## STORED RECORDS

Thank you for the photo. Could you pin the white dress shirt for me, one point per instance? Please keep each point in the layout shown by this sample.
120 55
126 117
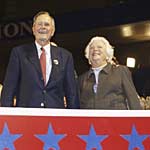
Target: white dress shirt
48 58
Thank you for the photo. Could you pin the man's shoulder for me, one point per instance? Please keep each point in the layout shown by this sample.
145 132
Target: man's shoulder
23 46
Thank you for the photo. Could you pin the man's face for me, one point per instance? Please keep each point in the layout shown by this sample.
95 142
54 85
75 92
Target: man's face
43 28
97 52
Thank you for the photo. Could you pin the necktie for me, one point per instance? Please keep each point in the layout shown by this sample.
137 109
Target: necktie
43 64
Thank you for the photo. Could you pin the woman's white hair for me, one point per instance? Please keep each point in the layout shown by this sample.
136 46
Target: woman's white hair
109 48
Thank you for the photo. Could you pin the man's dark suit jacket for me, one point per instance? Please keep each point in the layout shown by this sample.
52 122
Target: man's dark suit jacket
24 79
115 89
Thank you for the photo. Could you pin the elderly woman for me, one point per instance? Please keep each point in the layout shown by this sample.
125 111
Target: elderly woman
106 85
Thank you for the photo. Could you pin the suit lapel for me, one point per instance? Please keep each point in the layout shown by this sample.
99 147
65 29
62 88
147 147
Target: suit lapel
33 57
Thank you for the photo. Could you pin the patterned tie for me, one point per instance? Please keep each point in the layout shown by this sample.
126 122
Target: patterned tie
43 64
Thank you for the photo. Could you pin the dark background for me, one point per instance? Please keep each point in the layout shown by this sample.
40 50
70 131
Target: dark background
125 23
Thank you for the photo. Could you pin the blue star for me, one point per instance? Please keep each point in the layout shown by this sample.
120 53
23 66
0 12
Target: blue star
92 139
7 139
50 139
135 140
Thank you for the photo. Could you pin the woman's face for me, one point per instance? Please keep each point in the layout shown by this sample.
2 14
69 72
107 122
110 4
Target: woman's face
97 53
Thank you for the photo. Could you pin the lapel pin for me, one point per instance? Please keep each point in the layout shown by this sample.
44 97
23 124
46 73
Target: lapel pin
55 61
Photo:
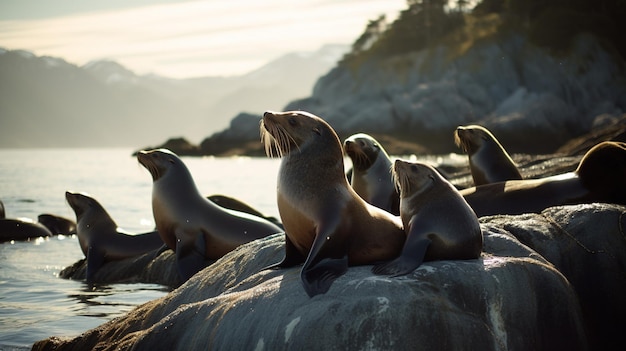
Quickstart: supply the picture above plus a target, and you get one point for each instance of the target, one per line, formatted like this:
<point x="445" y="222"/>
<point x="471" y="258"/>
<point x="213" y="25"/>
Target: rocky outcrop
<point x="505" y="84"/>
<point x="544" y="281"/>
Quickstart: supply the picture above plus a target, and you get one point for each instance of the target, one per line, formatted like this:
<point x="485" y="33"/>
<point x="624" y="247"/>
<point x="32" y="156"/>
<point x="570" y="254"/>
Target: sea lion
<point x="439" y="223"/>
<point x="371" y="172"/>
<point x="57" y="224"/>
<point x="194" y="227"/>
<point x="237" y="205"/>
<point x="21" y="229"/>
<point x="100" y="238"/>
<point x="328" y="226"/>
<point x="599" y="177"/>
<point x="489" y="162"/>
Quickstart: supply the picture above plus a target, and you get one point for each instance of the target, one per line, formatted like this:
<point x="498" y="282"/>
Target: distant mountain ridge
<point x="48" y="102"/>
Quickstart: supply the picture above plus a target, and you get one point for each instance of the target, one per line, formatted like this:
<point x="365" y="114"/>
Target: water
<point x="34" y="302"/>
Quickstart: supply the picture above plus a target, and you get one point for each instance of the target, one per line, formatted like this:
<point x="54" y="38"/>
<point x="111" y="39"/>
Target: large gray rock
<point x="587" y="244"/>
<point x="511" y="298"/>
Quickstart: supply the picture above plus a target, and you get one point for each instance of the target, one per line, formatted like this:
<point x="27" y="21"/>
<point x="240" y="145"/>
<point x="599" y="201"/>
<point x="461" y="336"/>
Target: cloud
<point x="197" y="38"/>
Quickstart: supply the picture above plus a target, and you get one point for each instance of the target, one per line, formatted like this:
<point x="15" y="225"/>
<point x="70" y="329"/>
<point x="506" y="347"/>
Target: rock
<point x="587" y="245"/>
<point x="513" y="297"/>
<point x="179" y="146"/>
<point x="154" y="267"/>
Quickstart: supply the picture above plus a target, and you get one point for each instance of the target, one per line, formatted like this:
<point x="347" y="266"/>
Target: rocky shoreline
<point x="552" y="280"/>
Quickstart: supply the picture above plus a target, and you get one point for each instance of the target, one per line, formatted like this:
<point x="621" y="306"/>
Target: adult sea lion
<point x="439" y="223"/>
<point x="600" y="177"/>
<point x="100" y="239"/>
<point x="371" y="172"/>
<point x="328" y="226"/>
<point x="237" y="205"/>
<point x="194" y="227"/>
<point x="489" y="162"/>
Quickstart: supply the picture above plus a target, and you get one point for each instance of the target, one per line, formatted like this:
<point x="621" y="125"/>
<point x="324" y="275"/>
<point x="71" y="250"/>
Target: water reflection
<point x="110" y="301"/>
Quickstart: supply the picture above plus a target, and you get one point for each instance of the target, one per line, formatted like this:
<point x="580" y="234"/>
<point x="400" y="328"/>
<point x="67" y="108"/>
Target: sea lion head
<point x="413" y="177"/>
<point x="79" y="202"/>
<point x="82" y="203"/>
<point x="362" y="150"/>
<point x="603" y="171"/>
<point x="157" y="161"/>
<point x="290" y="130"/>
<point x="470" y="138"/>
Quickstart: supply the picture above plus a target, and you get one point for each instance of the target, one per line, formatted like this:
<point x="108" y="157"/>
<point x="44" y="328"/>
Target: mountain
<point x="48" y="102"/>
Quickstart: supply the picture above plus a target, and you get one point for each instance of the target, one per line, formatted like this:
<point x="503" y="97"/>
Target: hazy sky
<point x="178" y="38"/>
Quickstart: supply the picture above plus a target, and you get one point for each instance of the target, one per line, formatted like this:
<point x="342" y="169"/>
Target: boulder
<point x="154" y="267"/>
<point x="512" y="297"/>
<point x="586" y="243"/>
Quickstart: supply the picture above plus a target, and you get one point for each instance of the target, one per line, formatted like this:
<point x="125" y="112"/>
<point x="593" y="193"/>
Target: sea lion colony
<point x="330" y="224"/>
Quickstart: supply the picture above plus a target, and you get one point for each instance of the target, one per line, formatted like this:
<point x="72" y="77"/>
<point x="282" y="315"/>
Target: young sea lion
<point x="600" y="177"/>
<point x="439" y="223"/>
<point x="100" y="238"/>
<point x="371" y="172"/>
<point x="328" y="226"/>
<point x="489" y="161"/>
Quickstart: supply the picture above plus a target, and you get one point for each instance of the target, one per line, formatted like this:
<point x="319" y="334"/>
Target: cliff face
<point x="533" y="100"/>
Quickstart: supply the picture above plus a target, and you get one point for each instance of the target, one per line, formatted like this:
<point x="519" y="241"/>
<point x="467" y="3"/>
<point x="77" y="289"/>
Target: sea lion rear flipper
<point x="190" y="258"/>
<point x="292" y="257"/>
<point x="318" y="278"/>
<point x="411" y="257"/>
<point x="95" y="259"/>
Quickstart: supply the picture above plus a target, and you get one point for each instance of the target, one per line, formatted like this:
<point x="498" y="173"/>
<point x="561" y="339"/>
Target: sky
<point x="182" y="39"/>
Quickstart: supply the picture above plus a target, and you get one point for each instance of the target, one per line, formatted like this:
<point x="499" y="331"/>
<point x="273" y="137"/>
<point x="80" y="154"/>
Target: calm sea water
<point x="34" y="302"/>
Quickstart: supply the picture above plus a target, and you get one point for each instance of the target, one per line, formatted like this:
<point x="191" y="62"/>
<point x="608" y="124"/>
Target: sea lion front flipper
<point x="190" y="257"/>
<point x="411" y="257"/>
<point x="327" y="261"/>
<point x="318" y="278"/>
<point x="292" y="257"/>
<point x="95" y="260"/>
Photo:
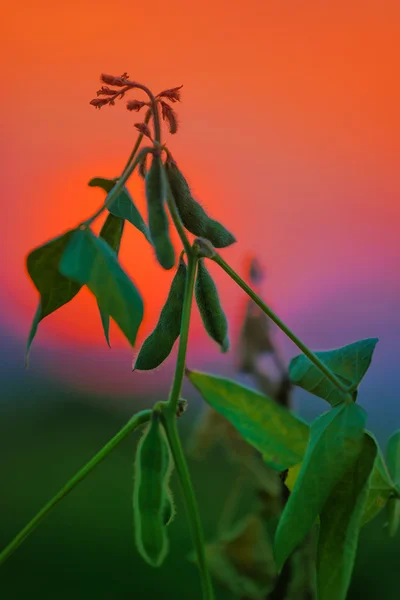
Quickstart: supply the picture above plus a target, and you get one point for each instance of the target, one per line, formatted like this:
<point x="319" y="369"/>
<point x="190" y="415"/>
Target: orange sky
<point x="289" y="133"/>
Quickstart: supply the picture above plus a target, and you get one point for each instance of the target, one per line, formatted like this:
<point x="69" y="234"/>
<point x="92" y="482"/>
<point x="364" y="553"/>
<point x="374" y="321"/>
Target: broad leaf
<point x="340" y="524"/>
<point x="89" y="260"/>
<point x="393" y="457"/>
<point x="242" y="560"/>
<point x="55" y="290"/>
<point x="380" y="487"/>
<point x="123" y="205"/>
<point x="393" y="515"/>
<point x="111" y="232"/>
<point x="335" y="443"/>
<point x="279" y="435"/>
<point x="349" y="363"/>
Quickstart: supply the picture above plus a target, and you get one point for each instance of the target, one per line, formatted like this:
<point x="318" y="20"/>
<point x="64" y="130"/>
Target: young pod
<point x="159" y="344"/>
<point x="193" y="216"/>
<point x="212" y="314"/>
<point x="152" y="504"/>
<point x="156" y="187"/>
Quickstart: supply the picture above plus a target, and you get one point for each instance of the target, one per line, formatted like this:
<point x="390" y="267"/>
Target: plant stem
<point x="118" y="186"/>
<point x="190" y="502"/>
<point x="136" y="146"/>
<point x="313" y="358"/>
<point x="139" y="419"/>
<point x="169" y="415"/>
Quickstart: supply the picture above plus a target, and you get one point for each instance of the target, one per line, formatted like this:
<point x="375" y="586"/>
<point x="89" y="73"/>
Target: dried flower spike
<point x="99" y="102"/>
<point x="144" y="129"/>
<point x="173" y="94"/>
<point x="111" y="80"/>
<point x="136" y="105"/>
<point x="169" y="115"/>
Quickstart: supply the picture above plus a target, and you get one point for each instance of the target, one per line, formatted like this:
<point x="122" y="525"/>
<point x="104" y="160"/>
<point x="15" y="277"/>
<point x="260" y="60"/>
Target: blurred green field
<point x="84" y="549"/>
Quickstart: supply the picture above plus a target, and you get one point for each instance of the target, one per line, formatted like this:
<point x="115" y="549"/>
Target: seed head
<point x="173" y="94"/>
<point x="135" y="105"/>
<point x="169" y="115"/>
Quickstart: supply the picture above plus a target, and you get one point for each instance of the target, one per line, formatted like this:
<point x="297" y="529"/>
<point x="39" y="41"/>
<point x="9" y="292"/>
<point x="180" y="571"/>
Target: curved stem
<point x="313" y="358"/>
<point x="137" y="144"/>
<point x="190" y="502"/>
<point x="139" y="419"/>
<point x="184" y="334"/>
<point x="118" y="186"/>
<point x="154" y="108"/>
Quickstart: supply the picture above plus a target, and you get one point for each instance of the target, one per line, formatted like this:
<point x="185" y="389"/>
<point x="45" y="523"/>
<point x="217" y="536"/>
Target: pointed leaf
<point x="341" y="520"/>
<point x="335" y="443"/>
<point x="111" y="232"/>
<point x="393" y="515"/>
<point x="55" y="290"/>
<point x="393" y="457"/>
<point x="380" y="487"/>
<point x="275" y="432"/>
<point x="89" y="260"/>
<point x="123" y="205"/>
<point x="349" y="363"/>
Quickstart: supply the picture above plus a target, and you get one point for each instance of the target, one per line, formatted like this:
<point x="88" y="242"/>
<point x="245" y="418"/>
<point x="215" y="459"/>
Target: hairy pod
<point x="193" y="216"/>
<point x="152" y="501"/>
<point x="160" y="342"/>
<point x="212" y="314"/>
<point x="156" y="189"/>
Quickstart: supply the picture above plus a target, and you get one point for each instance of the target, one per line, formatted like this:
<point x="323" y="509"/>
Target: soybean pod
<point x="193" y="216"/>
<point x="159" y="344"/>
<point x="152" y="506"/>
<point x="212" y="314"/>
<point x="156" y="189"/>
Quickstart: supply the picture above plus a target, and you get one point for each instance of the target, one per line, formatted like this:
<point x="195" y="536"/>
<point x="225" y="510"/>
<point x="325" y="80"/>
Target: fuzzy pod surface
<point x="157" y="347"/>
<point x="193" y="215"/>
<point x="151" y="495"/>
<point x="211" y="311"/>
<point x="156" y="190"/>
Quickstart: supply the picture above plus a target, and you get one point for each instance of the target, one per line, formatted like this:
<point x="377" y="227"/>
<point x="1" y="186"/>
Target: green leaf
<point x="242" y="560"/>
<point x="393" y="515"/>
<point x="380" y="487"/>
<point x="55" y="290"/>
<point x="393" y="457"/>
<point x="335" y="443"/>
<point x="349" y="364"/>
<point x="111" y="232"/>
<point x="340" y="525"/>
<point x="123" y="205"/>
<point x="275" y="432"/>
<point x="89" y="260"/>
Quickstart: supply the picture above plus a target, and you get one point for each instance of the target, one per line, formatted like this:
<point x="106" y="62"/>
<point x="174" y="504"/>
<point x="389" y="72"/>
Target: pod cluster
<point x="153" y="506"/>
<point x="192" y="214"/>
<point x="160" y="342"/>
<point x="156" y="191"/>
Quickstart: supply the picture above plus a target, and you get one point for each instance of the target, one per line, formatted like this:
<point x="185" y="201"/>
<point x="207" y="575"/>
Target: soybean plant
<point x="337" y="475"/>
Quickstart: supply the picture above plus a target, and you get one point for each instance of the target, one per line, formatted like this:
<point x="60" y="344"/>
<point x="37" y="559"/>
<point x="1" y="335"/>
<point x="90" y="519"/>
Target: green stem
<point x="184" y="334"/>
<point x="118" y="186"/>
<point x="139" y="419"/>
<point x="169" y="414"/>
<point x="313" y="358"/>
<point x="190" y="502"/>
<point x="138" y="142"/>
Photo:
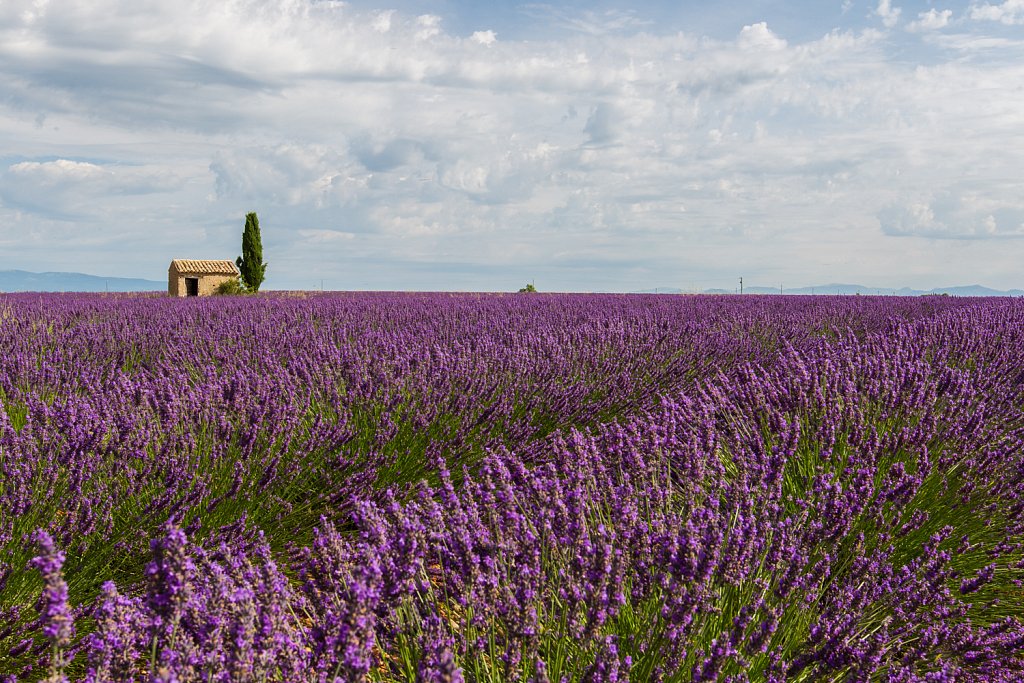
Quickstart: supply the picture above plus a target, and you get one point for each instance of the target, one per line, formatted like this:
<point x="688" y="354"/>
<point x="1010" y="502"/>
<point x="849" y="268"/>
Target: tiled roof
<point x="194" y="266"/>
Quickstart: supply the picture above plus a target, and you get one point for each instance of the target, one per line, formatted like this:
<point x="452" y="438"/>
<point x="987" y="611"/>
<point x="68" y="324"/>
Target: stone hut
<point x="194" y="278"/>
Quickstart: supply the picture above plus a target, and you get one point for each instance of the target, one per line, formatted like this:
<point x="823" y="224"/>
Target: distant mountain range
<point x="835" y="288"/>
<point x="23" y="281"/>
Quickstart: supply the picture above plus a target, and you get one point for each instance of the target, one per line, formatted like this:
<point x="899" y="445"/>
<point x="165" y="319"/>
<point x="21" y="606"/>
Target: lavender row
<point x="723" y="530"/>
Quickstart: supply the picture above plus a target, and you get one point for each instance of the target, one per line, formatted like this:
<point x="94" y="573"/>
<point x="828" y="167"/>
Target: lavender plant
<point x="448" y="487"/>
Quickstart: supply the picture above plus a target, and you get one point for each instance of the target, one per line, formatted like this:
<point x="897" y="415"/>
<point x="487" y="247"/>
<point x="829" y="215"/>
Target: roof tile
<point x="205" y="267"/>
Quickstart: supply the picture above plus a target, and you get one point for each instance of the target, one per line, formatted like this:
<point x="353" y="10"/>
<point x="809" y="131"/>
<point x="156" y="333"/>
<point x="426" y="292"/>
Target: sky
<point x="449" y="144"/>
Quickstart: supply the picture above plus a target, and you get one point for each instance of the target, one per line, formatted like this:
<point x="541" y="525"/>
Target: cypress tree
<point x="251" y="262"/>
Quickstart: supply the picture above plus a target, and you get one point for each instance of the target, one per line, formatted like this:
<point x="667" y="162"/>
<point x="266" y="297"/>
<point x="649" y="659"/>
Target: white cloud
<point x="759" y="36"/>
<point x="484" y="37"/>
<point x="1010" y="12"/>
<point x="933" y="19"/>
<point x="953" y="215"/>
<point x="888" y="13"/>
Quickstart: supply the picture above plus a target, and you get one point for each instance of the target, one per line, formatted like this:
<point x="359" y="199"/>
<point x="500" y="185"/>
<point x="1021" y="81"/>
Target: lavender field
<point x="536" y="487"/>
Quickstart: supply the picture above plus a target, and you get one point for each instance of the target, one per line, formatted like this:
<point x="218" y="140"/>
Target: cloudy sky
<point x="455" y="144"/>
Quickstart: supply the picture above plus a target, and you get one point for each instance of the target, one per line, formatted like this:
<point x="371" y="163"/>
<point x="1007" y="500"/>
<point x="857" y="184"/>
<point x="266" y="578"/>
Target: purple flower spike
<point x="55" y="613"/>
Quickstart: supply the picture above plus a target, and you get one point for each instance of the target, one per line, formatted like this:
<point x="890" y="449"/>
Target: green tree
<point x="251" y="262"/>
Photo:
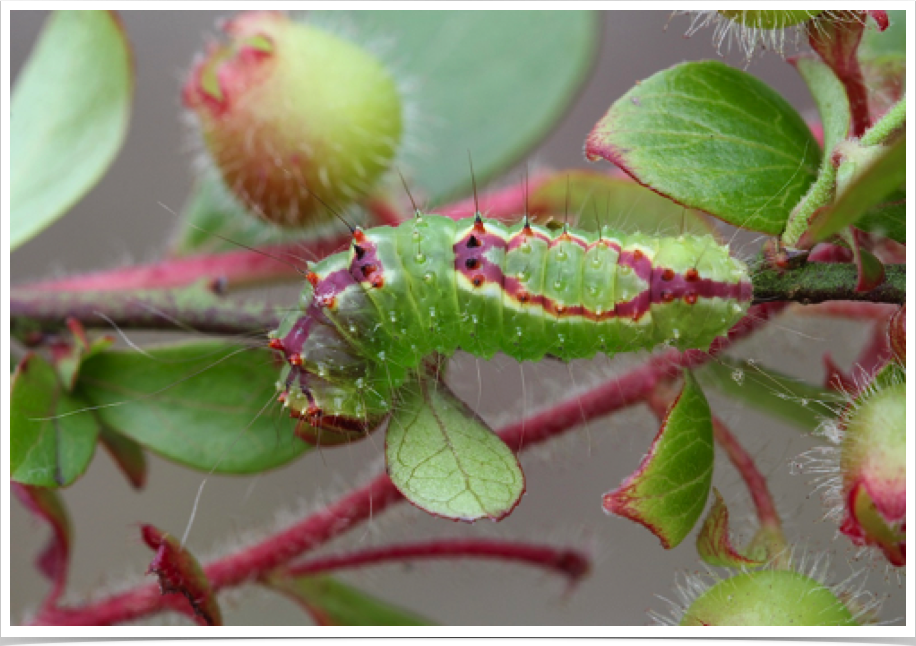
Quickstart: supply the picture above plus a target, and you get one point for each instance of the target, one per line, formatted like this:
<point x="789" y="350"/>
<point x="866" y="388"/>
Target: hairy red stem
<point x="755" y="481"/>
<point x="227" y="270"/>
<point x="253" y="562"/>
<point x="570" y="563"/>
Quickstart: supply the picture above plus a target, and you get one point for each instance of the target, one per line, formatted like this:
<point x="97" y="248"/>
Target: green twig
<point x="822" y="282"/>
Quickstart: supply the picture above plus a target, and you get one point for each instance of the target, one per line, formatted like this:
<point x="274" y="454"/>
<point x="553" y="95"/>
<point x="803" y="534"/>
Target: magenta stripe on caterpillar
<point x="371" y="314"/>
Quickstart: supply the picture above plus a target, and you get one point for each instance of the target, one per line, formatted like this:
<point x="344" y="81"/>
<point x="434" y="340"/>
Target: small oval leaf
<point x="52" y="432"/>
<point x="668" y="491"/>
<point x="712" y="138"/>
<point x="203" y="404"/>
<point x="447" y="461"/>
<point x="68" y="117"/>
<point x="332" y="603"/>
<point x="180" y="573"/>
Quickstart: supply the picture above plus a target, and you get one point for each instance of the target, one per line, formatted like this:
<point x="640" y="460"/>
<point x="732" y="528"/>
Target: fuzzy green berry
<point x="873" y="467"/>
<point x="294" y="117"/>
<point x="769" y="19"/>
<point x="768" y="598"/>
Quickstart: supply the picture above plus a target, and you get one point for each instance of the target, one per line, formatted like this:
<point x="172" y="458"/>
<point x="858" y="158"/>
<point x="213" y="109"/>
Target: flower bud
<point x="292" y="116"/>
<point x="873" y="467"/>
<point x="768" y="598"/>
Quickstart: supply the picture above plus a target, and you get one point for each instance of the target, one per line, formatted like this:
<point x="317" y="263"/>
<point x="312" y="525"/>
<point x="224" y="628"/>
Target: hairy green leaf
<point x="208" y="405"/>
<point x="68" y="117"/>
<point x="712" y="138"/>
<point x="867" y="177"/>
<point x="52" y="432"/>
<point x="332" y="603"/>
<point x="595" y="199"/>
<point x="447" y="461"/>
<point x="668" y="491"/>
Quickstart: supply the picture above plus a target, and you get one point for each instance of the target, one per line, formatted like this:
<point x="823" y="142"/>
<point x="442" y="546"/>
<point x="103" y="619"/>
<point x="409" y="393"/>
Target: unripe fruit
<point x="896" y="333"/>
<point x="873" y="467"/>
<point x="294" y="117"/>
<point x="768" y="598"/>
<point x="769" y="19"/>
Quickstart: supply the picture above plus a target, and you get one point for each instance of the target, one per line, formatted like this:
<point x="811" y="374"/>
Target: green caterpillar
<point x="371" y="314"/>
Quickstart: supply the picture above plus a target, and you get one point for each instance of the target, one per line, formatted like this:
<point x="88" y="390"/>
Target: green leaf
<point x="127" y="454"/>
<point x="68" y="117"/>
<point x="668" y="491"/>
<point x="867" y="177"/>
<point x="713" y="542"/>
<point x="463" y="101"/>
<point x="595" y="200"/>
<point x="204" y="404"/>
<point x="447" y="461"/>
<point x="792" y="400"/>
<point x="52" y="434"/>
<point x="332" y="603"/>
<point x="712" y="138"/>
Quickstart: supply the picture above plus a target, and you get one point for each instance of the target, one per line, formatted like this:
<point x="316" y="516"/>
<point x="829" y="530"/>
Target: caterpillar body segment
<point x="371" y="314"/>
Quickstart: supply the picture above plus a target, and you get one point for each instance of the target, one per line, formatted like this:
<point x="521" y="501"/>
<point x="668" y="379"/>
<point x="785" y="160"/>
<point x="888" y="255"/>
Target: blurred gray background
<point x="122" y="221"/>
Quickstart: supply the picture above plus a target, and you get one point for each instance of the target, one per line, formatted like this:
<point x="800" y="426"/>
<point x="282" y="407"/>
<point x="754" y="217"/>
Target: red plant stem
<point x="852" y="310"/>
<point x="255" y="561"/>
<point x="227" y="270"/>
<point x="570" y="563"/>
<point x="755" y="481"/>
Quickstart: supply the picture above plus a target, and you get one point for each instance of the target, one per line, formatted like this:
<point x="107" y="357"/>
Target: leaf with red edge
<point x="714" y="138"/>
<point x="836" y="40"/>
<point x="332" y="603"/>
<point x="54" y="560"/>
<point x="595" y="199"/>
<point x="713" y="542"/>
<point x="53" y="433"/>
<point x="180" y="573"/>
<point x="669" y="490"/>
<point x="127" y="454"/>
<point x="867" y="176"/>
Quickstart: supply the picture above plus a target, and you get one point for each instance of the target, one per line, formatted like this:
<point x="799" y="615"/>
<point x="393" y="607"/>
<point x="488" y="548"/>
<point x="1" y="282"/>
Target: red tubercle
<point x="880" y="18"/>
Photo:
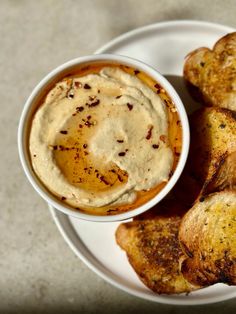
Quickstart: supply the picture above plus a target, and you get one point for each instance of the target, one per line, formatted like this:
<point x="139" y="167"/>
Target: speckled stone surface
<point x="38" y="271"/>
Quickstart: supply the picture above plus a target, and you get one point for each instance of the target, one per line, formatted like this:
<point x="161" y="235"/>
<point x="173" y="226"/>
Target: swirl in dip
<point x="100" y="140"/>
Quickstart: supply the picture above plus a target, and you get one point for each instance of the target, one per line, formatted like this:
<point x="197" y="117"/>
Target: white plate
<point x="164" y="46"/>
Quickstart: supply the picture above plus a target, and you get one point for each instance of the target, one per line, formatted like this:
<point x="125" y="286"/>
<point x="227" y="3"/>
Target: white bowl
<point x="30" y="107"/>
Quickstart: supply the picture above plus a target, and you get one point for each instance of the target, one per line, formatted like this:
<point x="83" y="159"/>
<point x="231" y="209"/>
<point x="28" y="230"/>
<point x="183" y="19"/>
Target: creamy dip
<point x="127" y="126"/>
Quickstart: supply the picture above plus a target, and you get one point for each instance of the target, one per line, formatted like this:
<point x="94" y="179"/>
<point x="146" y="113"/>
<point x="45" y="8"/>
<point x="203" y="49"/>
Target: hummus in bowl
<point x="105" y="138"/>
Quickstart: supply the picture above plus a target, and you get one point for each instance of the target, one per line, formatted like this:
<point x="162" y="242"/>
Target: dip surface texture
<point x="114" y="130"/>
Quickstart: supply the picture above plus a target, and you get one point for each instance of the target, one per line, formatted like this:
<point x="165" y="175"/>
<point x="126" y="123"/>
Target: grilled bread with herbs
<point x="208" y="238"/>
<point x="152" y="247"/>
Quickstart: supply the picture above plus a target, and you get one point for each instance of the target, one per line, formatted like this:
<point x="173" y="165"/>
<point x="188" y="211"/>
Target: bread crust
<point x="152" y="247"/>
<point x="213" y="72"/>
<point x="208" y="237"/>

## REQUIREMENTS
Please pull out every line above that contains the word "dress", and copy each of those lines in full.

## FINAL RESULT
Thank you for the photo. Could you pin the white dress shirt for me, one point per instance? Please keep each point in the layout shown by this sample.
Target: white dress shirt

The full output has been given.